Produce word for word the lines of the data below running from the one that has "pair like [145,97]." to the one that has "pair like [97,69].", inclusive, and no others.
---------- Provided data ----------
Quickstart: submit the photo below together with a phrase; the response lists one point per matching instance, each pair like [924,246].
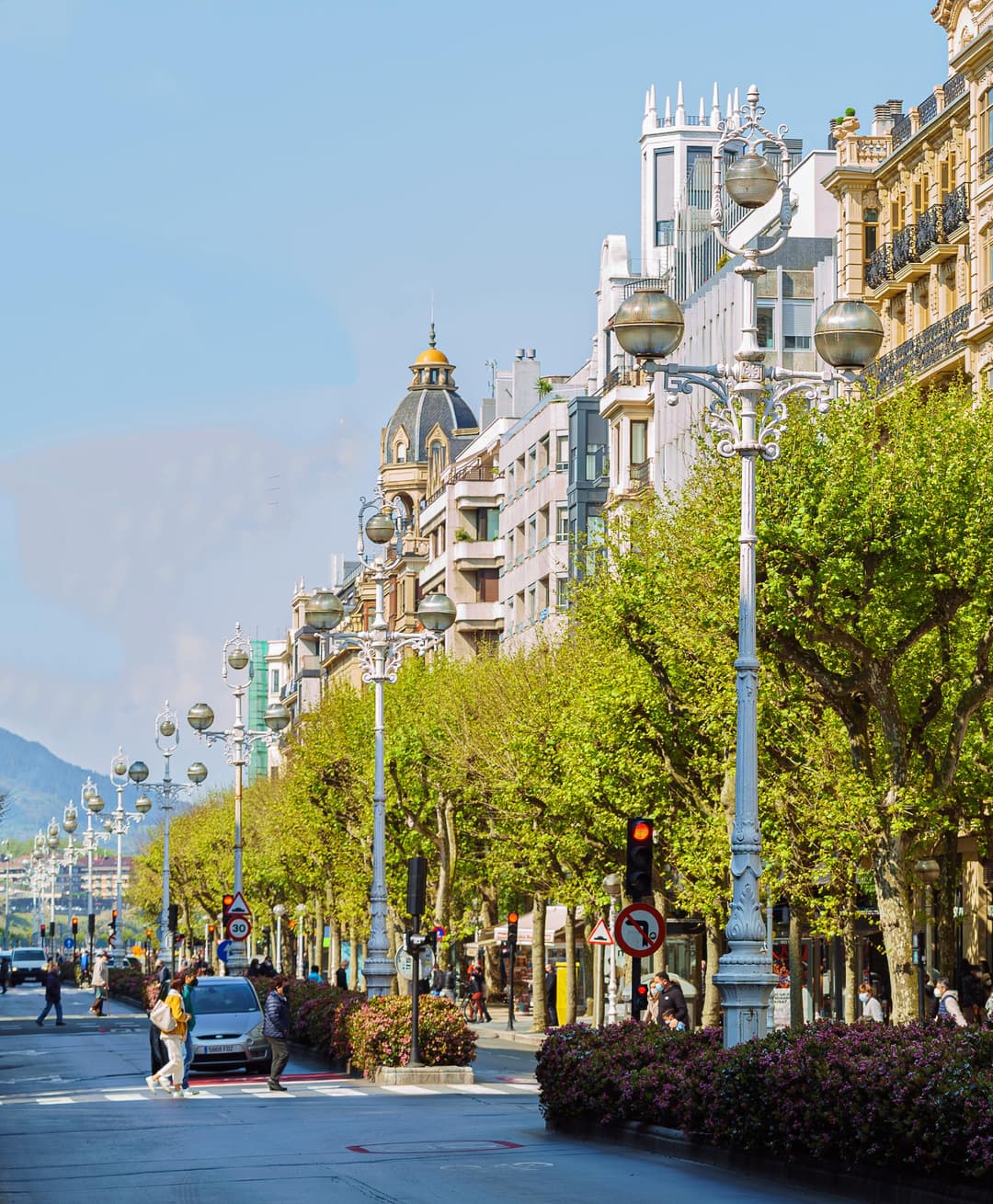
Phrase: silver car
[228,1032]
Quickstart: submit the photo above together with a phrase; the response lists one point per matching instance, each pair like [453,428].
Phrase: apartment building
[915,212]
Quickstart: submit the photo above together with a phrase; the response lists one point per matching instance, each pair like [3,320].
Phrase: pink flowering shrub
[861,1095]
[380,1033]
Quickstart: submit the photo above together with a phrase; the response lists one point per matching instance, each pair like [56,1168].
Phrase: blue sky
[223,225]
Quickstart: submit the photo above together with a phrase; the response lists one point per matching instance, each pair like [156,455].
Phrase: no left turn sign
[639,930]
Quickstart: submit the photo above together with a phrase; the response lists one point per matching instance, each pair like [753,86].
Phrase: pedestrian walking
[872,1009]
[276,1029]
[670,996]
[947,1003]
[174,1040]
[99,982]
[53,996]
[189,986]
[552,989]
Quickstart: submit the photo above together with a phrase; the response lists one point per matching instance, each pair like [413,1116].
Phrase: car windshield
[234,996]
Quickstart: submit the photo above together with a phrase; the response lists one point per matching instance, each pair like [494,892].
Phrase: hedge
[856,1095]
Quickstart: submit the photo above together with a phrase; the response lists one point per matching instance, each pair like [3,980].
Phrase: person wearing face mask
[947,1004]
[872,1009]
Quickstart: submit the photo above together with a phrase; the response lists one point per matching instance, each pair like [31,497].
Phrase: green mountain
[38,785]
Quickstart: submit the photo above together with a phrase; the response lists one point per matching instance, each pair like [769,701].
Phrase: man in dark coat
[53,996]
[670,996]
[276,1029]
[552,990]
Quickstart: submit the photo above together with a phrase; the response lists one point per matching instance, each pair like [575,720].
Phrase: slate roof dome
[432,400]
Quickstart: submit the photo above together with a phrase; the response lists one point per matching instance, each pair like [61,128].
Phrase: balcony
[919,355]
[906,258]
[477,553]
[879,271]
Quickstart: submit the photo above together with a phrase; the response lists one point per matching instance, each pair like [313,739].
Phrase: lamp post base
[380,973]
[745,982]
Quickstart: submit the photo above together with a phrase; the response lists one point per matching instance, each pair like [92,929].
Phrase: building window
[871,234]
[563,453]
[797,326]
[563,524]
[561,592]
[766,316]
[639,442]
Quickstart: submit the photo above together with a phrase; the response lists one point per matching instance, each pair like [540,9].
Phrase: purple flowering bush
[861,1095]
[380,1033]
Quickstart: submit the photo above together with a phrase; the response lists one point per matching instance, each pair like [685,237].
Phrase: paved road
[77,1123]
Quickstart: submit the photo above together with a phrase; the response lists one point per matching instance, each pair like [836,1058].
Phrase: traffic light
[638,879]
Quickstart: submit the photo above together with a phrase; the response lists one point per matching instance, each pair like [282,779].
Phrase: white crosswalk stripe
[298,1091]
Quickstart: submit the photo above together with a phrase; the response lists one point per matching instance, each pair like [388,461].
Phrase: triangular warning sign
[600,935]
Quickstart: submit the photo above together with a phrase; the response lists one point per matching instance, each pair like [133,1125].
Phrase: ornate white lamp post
[167,792]
[120,822]
[748,414]
[237,740]
[381,653]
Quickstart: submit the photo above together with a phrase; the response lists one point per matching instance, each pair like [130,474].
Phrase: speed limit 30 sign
[238,927]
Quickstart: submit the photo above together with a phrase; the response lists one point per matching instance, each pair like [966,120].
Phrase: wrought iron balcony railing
[904,247]
[918,354]
[954,211]
[930,230]
[880,266]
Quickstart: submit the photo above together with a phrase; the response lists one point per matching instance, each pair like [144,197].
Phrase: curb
[872,1185]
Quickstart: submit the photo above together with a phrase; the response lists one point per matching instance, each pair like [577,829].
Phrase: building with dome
[428,431]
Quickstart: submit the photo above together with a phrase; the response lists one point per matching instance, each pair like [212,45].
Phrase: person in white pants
[174,1041]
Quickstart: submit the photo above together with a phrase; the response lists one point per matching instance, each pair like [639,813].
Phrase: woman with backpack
[174,1038]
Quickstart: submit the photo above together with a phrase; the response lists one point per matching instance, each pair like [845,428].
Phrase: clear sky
[223,224]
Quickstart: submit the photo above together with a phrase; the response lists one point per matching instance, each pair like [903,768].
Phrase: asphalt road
[77,1125]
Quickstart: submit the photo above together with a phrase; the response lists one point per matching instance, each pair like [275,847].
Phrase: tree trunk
[896,918]
[569,965]
[946,889]
[795,967]
[851,982]
[711,1016]
[538,1012]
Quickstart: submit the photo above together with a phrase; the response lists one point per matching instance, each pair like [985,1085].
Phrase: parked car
[228,1033]
[28,963]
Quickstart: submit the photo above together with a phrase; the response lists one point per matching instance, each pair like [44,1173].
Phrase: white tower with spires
[677,242]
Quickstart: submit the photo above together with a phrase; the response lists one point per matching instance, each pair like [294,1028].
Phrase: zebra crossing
[350,1090]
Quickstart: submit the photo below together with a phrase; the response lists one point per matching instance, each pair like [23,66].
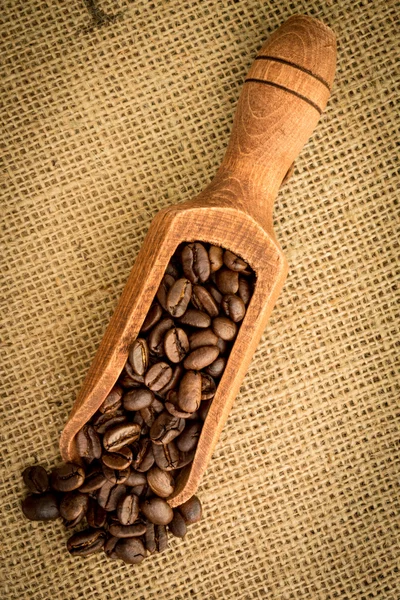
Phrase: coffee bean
[189,394]
[161,482]
[189,437]
[88,443]
[176,344]
[227,281]
[195,318]
[127,531]
[166,457]
[109,495]
[117,476]
[157,510]
[152,317]
[144,459]
[137,399]
[201,357]
[217,367]
[208,386]
[224,328]
[121,459]
[139,356]
[195,262]
[127,510]
[41,507]
[86,542]
[166,428]
[233,262]
[130,550]
[203,300]
[36,479]
[179,297]
[112,401]
[191,510]
[178,526]
[215,254]
[156,336]
[204,337]
[67,478]
[73,508]
[162,293]
[121,435]
[158,376]
[96,516]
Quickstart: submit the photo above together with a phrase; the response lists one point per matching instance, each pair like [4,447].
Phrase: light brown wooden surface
[282,99]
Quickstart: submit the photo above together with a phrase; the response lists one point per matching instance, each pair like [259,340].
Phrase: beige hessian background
[102,124]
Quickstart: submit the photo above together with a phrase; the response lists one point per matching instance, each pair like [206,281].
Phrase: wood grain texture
[270,128]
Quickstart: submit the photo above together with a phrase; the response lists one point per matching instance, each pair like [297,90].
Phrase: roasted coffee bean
[112,401]
[158,376]
[215,255]
[178,526]
[244,290]
[161,482]
[94,478]
[166,428]
[67,478]
[179,297]
[41,507]
[96,516]
[36,479]
[195,262]
[110,494]
[176,344]
[130,550]
[116,475]
[127,531]
[139,356]
[121,459]
[208,386]
[202,300]
[195,318]
[191,510]
[201,357]
[137,399]
[156,336]
[121,435]
[233,307]
[136,479]
[217,367]
[102,422]
[173,382]
[204,337]
[86,542]
[73,508]
[157,511]
[233,262]
[189,393]
[224,328]
[227,281]
[162,293]
[144,459]
[189,437]
[166,457]
[152,317]
[128,510]
[88,443]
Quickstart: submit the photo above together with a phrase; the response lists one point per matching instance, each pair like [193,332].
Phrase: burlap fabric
[104,122]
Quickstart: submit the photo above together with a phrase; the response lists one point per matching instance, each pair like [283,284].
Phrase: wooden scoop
[282,99]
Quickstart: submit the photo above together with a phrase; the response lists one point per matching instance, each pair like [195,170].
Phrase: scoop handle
[284,94]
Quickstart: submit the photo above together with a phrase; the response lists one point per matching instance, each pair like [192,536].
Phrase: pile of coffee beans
[143,437]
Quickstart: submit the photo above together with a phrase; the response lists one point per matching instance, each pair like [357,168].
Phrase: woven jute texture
[111,111]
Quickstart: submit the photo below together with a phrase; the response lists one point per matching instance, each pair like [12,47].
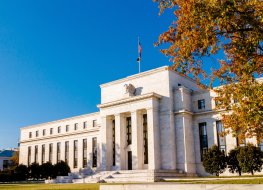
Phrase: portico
[129,127]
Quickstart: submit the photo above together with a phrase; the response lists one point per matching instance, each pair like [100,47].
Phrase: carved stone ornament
[129,90]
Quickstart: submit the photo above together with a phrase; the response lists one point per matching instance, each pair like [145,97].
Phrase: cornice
[150,72]
[95,129]
[130,99]
[61,120]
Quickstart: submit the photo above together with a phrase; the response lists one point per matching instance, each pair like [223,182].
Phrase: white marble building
[156,120]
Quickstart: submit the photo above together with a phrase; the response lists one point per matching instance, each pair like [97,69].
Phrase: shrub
[47,170]
[250,159]
[61,169]
[214,161]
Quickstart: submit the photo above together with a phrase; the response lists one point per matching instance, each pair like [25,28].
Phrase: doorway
[129,160]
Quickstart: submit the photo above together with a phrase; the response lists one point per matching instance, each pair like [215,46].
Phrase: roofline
[60,120]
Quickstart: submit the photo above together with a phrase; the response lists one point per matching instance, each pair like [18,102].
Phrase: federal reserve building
[152,124]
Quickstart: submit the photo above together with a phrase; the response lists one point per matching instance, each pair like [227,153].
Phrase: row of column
[136,147]
[62,153]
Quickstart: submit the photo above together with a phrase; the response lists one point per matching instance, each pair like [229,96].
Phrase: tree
[61,169]
[203,28]
[46,170]
[21,172]
[232,161]
[250,159]
[34,169]
[214,161]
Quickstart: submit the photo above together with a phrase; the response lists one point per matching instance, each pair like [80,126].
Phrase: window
[201,104]
[84,124]
[94,123]
[94,152]
[29,156]
[43,154]
[50,159]
[75,163]
[44,132]
[85,161]
[113,144]
[128,130]
[59,129]
[221,140]
[36,154]
[240,141]
[66,151]
[203,139]
[75,126]
[58,152]
[145,139]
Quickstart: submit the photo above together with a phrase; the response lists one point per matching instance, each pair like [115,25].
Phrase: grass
[221,181]
[49,186]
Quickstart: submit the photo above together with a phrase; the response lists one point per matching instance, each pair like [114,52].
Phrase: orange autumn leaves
[205,27]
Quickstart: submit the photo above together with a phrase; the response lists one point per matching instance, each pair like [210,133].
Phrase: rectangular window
[94,123]
[66,151]
[201,104]
[43,154]
[85,161]
[75,163]
[94,152]
[29,156]
[145,138]
[113,144]
[240,141]
[128,130]
[36,154]
[58,152]
[203,139]
[59,129]
[75,126]
[50,159]
[44,132]
[221,140]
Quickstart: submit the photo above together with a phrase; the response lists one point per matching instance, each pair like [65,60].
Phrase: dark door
[129,160]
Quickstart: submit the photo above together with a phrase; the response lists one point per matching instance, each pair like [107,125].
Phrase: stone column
[153,139]
[106,144]
[137,140]
[120,142]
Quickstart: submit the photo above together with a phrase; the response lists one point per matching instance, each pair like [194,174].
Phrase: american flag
[139,51]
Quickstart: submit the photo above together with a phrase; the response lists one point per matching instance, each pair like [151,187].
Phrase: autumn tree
[234,28]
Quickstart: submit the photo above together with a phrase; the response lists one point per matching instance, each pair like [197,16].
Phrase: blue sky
[55,53]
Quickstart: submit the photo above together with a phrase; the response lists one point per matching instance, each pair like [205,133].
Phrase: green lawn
[49,186]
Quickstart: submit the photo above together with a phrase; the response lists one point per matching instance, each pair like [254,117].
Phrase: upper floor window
[59,129]
[94,123]
[84,124]
[75,126]
[201,104]
[44,132]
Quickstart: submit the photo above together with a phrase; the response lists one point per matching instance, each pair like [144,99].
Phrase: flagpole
[139,62]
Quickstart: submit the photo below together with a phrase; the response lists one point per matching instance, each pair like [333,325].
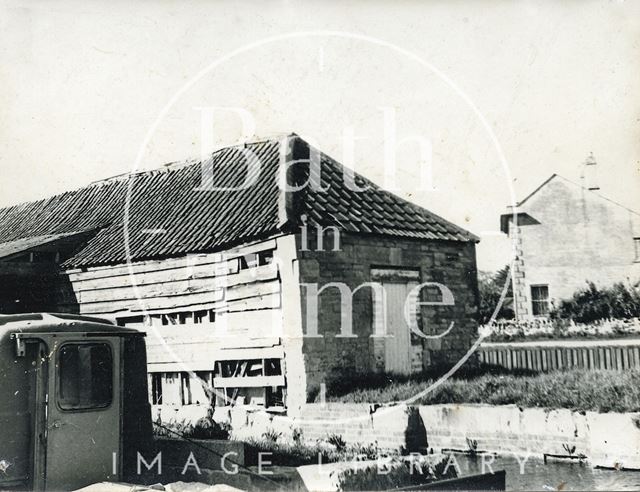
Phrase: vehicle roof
[58,323]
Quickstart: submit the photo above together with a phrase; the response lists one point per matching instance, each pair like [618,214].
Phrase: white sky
[82,82]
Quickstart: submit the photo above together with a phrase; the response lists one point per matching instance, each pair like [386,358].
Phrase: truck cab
[73,401]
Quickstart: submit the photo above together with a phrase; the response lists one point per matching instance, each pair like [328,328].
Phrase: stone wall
[452,264]
[609,440]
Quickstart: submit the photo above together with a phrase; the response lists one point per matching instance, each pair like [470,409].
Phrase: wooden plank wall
[599,355]
[196,282]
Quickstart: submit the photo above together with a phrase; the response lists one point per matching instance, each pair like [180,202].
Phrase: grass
[579,390]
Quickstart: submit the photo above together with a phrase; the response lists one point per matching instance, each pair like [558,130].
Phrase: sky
[502,94]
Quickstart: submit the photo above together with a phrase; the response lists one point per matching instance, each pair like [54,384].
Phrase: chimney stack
[591,173]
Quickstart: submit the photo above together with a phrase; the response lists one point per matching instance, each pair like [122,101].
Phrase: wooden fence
[554,355]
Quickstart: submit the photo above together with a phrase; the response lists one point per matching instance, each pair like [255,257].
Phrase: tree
[490,287]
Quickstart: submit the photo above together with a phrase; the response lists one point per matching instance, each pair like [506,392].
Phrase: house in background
[569,234]
[217,278]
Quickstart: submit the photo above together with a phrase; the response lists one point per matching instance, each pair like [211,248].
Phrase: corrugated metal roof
[24,244]
[169,212]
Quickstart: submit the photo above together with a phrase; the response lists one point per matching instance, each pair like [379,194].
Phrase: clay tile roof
[169,212]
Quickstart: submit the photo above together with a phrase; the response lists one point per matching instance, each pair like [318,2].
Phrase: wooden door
[398,341]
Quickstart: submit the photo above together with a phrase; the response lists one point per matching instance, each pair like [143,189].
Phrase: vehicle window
[86,376]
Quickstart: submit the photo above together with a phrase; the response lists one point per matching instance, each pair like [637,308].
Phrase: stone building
[567,235]
[245,284]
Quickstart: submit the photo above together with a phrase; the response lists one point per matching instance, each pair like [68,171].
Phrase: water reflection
[553,475]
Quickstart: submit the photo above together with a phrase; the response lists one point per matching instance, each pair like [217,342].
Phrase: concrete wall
[609,440]
[452,264]
[581,236]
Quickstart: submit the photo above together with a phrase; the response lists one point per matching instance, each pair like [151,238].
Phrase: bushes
[204,428]
[593,304]
[600,391]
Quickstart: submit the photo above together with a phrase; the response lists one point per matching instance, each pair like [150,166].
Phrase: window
[540,300]
[185,388]
[156,388]
[85,376]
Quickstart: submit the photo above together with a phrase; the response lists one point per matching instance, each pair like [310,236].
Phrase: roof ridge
[595,192]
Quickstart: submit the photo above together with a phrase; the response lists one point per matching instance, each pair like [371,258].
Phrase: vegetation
[490,288]
[203,429]
[591,304]
[601,391]
[559,329]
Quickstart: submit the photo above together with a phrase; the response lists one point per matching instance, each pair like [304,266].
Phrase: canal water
[554,475]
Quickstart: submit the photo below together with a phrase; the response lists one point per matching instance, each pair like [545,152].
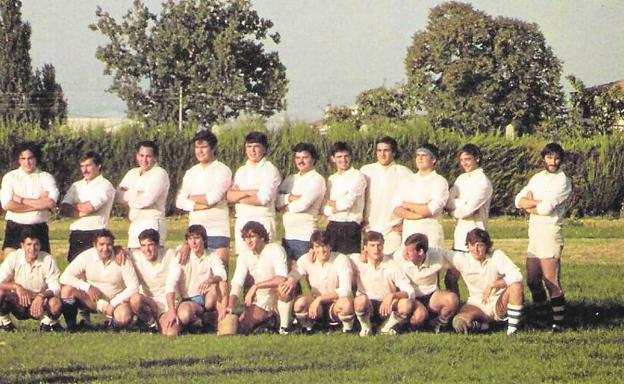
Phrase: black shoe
[8,327]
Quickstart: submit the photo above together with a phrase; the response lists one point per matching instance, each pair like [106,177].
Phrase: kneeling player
[494,285]
[201,283]
[422,266]
[329,276]
[29,285]
[265,263]
[383,290]
[96,282]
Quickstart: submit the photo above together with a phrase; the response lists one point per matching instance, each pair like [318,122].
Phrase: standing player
[383,179]
[27,194]
[383,290]
[265,263]
[29,285]
[301,197]
[203,191]
[345,204]
[544,199]
[421,198]
[470,196]
[144,190]
[254,189]
[422,266]
[89,201]
[494,286]
[329,276]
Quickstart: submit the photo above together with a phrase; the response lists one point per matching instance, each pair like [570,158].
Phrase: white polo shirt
[212,180]
[301,219]
[100,193]
[347,189]
[334,275]
[39,277]
[29,186]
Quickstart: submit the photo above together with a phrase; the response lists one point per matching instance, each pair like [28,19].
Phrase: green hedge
[596,165]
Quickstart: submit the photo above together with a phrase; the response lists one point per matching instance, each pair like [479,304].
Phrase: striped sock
[558,307]
[514,315]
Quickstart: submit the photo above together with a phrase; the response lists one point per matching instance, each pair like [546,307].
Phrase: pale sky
[332,49]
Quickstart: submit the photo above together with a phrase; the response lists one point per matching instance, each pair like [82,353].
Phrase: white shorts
[267,222]
[545,241]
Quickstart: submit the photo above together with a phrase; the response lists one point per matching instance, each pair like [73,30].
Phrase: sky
[332,49]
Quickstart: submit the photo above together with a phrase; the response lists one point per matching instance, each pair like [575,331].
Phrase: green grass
[591,351]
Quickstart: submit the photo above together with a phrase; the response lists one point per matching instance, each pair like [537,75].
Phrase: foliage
[211,50]
[595,110]
[25,96]
[474,73]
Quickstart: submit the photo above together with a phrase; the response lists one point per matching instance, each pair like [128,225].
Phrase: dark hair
[255,228]
[320,238]
[479,235]
[197,230]
[391,142]
[433,149]
[103,233]
[472,150]
[257,137]
[207,136]
[373,236]
[150,234]
[147,144]
[553,149]
[33,147]
[339,146]
[420,240]
[28,233]
[97,159]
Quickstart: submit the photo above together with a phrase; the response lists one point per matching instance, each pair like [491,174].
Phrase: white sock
[284,309]
[364,319]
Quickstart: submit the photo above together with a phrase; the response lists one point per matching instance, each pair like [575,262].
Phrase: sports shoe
[8,327]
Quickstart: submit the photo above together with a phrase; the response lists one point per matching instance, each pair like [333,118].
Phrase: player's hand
[94,293]
[184,253]
[120,255]
[36,307]
[22,296]
[385,309]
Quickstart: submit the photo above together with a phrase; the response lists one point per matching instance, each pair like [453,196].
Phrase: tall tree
[211,51]
[474,73]
[25,96]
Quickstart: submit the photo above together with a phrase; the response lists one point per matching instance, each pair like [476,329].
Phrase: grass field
[590,351]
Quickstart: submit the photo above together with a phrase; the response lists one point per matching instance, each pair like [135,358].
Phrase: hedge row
[596,165]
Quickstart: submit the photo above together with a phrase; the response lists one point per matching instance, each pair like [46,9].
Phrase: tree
[210,50]
[25,96]
[474,73]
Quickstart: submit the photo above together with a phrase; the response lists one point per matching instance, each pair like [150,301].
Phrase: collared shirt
[147,193]
[116,282]
[383,181]
[39,277]
[213,181]
[264,178]
[186,279]
[424,278]
[377,282]
[301,219]
[29,186]
[334,275]
[270,263]
[153,275]
[552,190]
[100,193]
[470,196]
[478,275]
[347,189]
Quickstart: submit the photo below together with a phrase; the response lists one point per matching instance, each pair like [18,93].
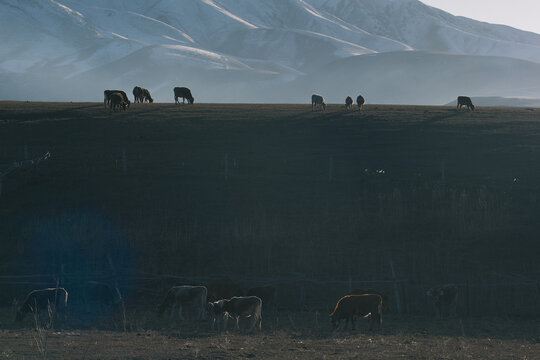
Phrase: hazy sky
[521,14]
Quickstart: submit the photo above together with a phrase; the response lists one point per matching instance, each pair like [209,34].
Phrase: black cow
[350,307]
[184,93]
[317,101]
[348,103]
[116,101]
[464,100]
[360,101]
[107,95]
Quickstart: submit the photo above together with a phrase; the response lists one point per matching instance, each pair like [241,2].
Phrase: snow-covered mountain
[392,51]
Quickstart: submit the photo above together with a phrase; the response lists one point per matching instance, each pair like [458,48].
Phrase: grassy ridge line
[278,213]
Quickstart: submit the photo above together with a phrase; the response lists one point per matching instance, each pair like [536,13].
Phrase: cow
[350,307]
[146,96]
[137,94]
[54,299]
[360,101]
[317,101]
[107,95]
[223,290]
[98,296]
[241,306]
[185,296]
[184,93]
[348,103]
[116,101]
[464,100]
[371,291]
[267,293]
[444,299]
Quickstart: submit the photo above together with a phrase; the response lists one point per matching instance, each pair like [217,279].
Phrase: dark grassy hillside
[268,190]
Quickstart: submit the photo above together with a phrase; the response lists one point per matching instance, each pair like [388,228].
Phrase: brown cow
[464,100]
[185,297]
[43,299]
[348,103]
[444,299]
[371,291]
[350,307]
[146,96]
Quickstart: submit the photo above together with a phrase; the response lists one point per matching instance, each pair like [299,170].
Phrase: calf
[39,300]
[465,100]
[185,297]
[242,306]
[348,103]
[444,299]
[350,307]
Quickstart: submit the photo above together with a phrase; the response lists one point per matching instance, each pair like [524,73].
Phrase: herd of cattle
[118,100]
[220,303]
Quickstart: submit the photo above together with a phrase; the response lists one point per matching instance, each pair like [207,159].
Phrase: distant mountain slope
[270,45]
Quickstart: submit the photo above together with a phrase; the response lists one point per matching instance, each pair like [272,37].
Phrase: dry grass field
[272,193]
[298,336]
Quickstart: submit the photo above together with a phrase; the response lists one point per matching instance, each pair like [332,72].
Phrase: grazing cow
[242,306]
[348,103]
[444,299]
[184,93]
[267,293]
[185,297]
[360,101]
[146,96]
[371,291]
[350,307]
[116,101]
[223,290]
[137,94]
[39,300]
[107,97]
[317,101]
[96,294]
[464,100]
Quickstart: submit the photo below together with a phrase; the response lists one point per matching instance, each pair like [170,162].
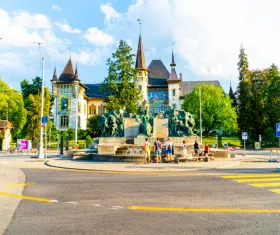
----------
Answer:
Quickstart: submit the photo above together with a phrase; the response lists one point per matching instance, each pair like [145,97].
Phrase: cornice
[150,72]
[95,129]
[130,99]
[61,120]
Quickstart: submit the photo above together with a phrase; the response lists one point per matching instance, each pair like [223,182].
Phrase: white marble building
[156,120]
Quickstart: submit the photo above together with a phrase; the response lists one point per matching instance, each pair like [97,69].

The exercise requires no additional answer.